### Working data ###

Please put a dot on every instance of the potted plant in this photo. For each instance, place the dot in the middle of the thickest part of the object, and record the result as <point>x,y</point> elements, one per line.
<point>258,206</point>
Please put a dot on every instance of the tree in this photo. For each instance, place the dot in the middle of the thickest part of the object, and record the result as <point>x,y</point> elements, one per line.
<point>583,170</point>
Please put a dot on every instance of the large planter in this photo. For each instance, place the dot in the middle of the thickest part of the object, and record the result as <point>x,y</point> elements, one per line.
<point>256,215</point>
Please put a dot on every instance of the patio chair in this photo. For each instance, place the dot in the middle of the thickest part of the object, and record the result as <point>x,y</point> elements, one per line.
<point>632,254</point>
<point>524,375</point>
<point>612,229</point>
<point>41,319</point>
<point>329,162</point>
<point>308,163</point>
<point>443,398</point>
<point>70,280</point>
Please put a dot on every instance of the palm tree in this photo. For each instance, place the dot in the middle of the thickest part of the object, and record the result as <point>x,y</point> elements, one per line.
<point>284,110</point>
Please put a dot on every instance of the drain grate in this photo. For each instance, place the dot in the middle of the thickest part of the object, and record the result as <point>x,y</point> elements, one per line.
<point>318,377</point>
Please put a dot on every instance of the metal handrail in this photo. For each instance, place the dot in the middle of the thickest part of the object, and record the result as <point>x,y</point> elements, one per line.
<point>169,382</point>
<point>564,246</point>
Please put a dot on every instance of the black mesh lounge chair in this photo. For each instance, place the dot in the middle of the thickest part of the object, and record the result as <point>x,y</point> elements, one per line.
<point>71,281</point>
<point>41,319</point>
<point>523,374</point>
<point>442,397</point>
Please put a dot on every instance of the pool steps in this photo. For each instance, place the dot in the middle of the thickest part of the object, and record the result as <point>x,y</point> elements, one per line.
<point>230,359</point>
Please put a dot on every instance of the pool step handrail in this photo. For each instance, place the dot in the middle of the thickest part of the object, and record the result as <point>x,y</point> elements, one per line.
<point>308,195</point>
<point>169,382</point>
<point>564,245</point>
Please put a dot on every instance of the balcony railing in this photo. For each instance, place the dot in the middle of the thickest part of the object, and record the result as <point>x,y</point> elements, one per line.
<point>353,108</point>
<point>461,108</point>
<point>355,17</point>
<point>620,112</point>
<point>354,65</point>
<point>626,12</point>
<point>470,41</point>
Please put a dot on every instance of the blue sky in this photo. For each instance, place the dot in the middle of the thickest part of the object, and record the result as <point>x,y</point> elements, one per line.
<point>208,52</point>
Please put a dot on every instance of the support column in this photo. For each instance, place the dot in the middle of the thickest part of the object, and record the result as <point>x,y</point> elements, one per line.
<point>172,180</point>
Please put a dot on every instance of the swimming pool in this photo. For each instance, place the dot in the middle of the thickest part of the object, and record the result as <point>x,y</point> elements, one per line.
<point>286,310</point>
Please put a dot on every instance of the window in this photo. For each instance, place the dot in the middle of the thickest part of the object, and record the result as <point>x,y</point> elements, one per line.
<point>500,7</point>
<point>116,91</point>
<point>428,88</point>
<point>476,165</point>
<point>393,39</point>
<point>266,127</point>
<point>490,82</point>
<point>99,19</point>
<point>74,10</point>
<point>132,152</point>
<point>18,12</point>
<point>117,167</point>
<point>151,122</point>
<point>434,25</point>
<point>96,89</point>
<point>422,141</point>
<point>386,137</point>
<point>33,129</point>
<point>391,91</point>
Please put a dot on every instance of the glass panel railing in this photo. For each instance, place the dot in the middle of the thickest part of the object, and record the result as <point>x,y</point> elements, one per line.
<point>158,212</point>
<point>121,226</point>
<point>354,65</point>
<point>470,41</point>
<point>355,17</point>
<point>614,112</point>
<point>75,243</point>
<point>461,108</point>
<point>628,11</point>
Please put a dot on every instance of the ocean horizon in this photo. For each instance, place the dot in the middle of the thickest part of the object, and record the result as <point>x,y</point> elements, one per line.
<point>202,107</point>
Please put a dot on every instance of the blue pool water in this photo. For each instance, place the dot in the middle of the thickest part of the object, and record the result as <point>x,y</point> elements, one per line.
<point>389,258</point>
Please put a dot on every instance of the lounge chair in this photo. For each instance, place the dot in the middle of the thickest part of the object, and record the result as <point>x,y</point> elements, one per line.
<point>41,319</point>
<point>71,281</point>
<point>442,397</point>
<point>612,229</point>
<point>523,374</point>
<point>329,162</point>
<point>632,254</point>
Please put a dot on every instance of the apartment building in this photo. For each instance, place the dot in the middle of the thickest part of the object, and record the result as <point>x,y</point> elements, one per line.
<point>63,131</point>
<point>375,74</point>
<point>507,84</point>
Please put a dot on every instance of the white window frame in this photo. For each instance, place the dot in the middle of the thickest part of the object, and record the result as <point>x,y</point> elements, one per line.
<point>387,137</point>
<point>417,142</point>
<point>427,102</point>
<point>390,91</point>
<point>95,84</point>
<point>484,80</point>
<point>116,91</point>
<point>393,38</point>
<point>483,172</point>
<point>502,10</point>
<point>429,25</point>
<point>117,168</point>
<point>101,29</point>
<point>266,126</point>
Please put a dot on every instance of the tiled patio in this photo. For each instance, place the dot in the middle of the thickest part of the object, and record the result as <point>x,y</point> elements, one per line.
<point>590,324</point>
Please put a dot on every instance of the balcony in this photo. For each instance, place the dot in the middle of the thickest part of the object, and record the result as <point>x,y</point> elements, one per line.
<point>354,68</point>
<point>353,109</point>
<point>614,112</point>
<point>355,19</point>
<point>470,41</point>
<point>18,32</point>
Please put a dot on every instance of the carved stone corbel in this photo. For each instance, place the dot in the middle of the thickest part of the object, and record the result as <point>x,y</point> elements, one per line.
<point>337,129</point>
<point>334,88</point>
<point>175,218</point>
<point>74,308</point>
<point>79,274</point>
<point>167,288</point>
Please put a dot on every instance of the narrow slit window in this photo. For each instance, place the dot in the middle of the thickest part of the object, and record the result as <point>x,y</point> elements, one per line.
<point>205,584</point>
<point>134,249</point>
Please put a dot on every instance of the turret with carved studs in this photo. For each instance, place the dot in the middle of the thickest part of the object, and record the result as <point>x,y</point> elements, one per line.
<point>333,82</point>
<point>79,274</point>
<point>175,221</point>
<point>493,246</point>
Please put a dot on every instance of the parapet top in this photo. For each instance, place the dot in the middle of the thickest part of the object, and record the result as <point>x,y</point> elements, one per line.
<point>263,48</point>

###

(What you have to do): Above are the records; restate each one exactly.

(Exercise response):
Please put a dot on every instance of the potted plant in this photo. For each instance, place the dot in the middle of the thickest part of the object, and record the result as <point>x,y</point> elements, one per line.
<point>258,206</point>
Please put a dot on every instance of the tree in this photo. For each instance, place the dot in the middle of the thickest part of the object, and record the result as <point>x,y</point> elements, one per line.
<point>583,170</point>
Please put a dot on every instance of the large planter in this photo. For each instance, place the dot in the middle of the thickest part of the object, and record the result as <point>x,y</point> elements, one per line.
<point>256,215</point>
Please put a dot on every instance of the patio chair in this photo. For each instance, place the dot in the middle of the thickest part of the object, and record the result as <point>x,y</point> elements, one per line.
<point>632,254</point>
<point>524,375</point>
<point>612,229</point>
<point>41,319</point>
<point>329,162</point>
<point>308,163</point>
<point>443,398</point>
<point>70,280</point>
Please put a dot on every instance of the palm tree in this photo. For each instance, place the dot in the middle of the thickest part of the object, and record the result as <point>x,y</point> elements, one per line.
<point>284,110</point>
Please put a dot on every instance of the drain grate in this photo. For each instance, place the dot in the middle of the thickest part of the object, and record the result as <point>x,y</point> elements, one per line.
<point>318,377</point>
Please put a dot on every instance of the metal handrail in this photo. For each instance, place the dot in the middle of the thickest part of the object, and record the result as <point>x,y</point> elements, one per line.
<point>169,382</point>
<point>564,246</point>
Please put a dot on every instance of the black mesh lounge chair in this photo. For each instance, place the dot in the middle of the thickest part of the object, and record the result as <point>x,y</point> elements, one per line.
<point>71,281</point>
<point>41,319</point>
<point>523,374</point>
<point>442,397</point>
Please put a dot on every instance of the pool steps in this photo. For each instance, place the dot in the middle of the thickest part of the object, and record the result as <point>x,y</point> elements, one per line.
<point>230,359</point>
Please put a dot on every instance of the pool step handrail in this photo. For each instance, place the dot in the middle of the thickest part of the object, and record the result as <point>x,y</point> elements, one per line.
<point>308,195</point>
<point>169,382</point>
<point>564,245</point>
Please put a dot on every instance of the balcony railing in this photo. For each instance, place the dot in the middle of the thickest part of the object, and record the result as <point>x,y</point> elements, one per line.
<point>353,108</point>
<point>461,108</point>
<point>355,17</point>
<point>620,112</point>
<point>354,65</point>
<point>626,12</point>
<point>470,41</point>
Please put a dot on every instance of the blue sky in this photo. For each instance, place the dot in the middle of the thickest part of the object, and record the result as <point>x,y</point> elements, one per line.
<point>208,52</point>
Please put a dot on every instance of the support column in this photo. For each instance, place the dot in the middle of the thickest part of the object, and record the result as <point>x,y</point> elements, one per line.
<point>172,180</point>
Please put a dot on every instance of the swimming pool in this photo. For each instance, place the dot in the middle of the thickest part of the object, and record the result as <point>x,y</point> elements, one per line.
<point>286,310</point>
Please put a dot on every instance of the window in this photo. For each instance, place the dot in the middle of the thickest part of the object, and record the result as <point>x,y</point> elements, one per line.
<point>500,7</point>
<point>116,91</point>
<point>428,88</point>
<point>476,165</point>
<point>393,39</point>
<point>266,127</point>
<point>490,82</point>
<point>99,19</point>
<point>74,10</point>
<point>132,152</point>
<point>18,12</point>
<point>117,167</point>
<point>151,122</point>
<point>434,25</point>
<point>96,89</point>
<point>422,141</point>
<point>386,137</point>
<point>33,129</point>
<point>391,91</point>
Please put a dot on every instance of the glass panel railing in this photo. For each instance, place the dot in the middle of the thickest part of the object, and record the result as <point>x,y</point> elements, one per line.
<point>158,212</point>
<point>121,226</point>
<point>354,65</point>
<point>470,41</point>
<point>355,17</point>
<point>614,112</point>
<point>75,243</point>
<point>461,108</point>
<point>628,11</point>
Please put a dot on every instance of the ocean horizon in this photo. For each instance, place the dot in the middle of the thickest part of the object, and record the result as <point>x,y</point> elements, one per line.
<point>202,107</point>
Please put a dot on every instance of the blue pool water in this photo. For each instance, place the dot in the middle of the thickest part of the object, and record the result as <point>x,y</point> elements, one per line.
<point>389,258</point>
Please put a dot on every instance of the lounge chair in this photo. For each instance, place the dot in the middle of the thickest part of the object, and record the result as <point>x,y</point> elements, one per line.
<point>41,319</point>
<point>71,281</point>
<point>442,397</point>
<point>612,229</point>
<point>523,374</point>
<point>329,162</point>
<point>632,254</point>
Please put a dot on every instance of the apartment building in this photo. For each instance, place the dot in the middle of the thickest part of the object, and record the result as <point>x,y</point> elements, one per line.
<point>63,131</point>
<point>375,74</point>
<point>507,84</point>
Please put a dot on every instance of the white window frame in this photo. For each instance, place the dot in the middle of the thickest part of the object, and record the result as <point>x,y</point> elements, one per line.
<point>387,137</point>
<point>417,142</point>
<point>427,102</point>
<point>390,91</point>
<point>95,84</point>
<point>484,80</point>
<point>116,91</point>
<point>393,38</point>
<point>483,172</point>
<point>502,10</point>
<point>429,25</point>
<point>117,168</point>
<point>101,29</point>
<point>266,126</point>
Please put a dot on every instance of the tiled patio in this photo. For each instance, place the dot in the middle of the thickest part of the object, and record the result as <point>x,y</point> elements, one per line.
<point>590,324</point>
Please put a dot on every instance of the balcony in this photo. For each instance, place the dot in the middle of the thickest part of the object, and record the result as <point>x,y</point> elements, one per line.
<point>354,68</point>
<point>353,109</point>
<point>614,112</point>
<point>355,19</point>
<point>470,41</point>
<point>18,32</point>
Please put a dot on every instance of the carved stone corbel in this photo. For each instance, place the dot in the middle of the thickest part of the object, and record the result as <point>x,y</point> elements, one per line.
<point>337,129</point>
<point>334,88</point>
<point>175,218</point>
<point>74,308</point>
<point>79,274</point>
<point>167,288</point>
Please put a dot on every instance of the narrow slit window in this photo. For each instance, place the dot in the middle of the thickest part of the object, and record the result as <point>x,y</point> elements, one per line.
<point>205,584</point>
<point>134,249</point>
Please put a dot on every instance of the turret with carved studs in this photo. For each instance, place the dot in the middle of the thickest part of the object, and record the result as <point>x,y</point> elements, one per line.
<point>333,82</point>
<point>79,274</point>
<point>175,221</point>
<point>493,246</point>
Please put a dot on every instance of the parapet top in this photo. For each instance, place the dot in the middle of the thickest part of the object, and record the result as <point>x,y</point> elements, one per line.
<point>263,48</point>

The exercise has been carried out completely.